[start]

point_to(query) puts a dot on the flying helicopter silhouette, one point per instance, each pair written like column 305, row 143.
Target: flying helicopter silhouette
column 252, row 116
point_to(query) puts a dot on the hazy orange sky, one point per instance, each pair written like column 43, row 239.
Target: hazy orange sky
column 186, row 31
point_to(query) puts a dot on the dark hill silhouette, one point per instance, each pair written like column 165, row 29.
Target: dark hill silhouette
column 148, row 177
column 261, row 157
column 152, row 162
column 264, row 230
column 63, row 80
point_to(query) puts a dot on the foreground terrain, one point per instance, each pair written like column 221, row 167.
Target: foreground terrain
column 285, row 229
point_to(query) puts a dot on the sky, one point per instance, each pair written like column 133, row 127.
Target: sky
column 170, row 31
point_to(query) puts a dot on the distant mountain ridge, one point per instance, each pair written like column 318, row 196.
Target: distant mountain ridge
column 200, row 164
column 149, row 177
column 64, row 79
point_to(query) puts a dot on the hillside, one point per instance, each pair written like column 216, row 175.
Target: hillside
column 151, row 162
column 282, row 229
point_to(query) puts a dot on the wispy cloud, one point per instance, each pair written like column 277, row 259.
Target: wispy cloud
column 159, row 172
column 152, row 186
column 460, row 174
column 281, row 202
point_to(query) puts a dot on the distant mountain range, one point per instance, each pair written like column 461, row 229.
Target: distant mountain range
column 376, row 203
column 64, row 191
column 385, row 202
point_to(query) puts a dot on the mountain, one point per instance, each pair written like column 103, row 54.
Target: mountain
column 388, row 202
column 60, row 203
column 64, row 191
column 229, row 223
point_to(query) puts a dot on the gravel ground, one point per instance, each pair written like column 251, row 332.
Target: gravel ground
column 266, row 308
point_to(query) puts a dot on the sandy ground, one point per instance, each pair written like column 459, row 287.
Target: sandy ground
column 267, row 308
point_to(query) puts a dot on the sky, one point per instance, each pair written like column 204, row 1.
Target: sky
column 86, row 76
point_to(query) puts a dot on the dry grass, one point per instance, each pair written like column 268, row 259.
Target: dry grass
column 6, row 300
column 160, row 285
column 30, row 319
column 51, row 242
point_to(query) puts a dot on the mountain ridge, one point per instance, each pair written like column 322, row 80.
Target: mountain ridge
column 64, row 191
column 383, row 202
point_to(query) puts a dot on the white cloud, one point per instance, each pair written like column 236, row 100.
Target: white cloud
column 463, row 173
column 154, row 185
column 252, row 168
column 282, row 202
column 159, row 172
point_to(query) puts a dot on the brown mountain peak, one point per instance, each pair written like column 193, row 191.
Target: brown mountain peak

[end]

→ WHAT TO DO:
Copy the records above word for word, beginning with the first line and ending with the line containing "column 170, row 31".

→ FINISHED TASK:
point_to(query) puts a dot on the flying helicopter silhouette, one point per instance, each pair written like column 305, row 143.
Target: flying helicopter silhouette
column 252, row 116
point_to(query) puts a dot on the hazy orange sky, one point per instance, each pair written like column 43, row 239.
Target: hazy orange sky
column 186, row 31
point_to(query) puts a dot on the dark hill silhouette, one point per instance, each pair written like column 165, row 29.
Target: dark hill silhouette
column 148, row 177
column 261, row 157
column 152, row 162
column 264, row 230
column 63, row 80
point_to(query) puts a dot on the foreground terrain, one point per instance, each pair written like column 221, row 167.
Target: foreground terrain
column 285, row 229
point_to(query) puts a dot on the sky, one point per instance, each pair written like column 133, row 127.
Target: sky
column 170, row 31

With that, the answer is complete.